- **PROBLEM REQUIREMENTS**
Rewrite every line of the records below as a numbered list, skipping any blank lines and omitting the pictures.

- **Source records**
[start]
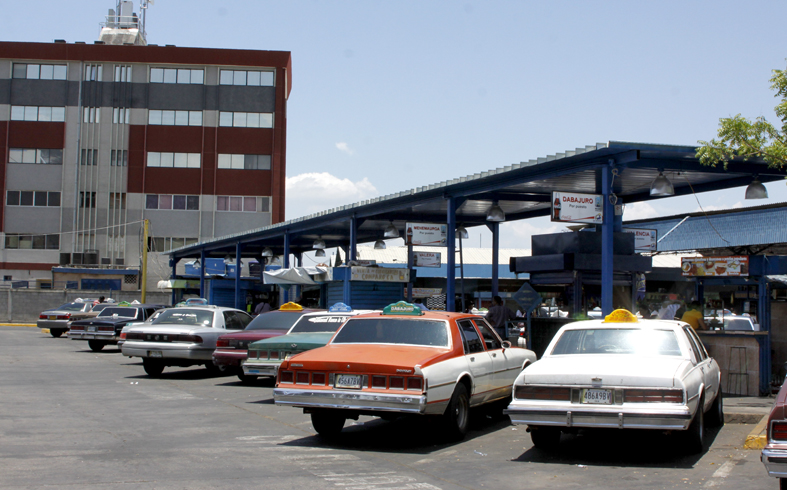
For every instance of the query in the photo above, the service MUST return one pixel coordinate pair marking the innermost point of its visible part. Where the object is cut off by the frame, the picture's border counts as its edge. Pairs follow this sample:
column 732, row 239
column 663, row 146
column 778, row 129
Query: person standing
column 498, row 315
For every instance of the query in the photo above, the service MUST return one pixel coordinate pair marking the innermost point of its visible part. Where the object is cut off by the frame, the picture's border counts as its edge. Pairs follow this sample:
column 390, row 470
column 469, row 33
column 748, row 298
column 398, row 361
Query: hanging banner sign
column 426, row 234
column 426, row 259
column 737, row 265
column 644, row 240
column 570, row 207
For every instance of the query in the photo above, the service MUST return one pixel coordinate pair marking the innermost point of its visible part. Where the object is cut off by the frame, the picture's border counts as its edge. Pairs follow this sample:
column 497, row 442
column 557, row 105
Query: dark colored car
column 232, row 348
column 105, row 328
[end]
- **EXPECTED OUTPUT**
1. For every instance of the query in the photo above, the service MUST return one pixel coordinate pair marking the innermost point of its visible part. Where the object is cut off by the frame, the picture's border counts as its edge. Pairs follow this sample:
2. column 732, row 239
3. column 663, row 146
4. column 778, row 129
5. Query: person standing
6. column 498, row 315
7. For every instance of the query in the photo above, the service MUST return one pixel coordinate pair marking the innermost point of its visible part. Where the object is cut off by the frame, the picture's border counts as its edge. Pairs follow this sample:
8. column 390, row 470
9. column 469, row 33
10. column 748, row 298
11. column 398, row 361
12. Query: hanging banner sign
13. column 426, row 234
14. column 426, row 259
15. column 737, row 265
16. column 644, row 240
17. column 570, row 207
18. For every instance of the query in the photo above, the service MUST return one pixel coordinate pair marking the innermost point of its visible part. Where the object is cut off by the frame, the picture's border counts as its edge. Pairs follow this sample:
19. column 497, row 442
20. column 557, row 105
21. Query: dark colored car
22. column 232, row 348
23. column 105, row 328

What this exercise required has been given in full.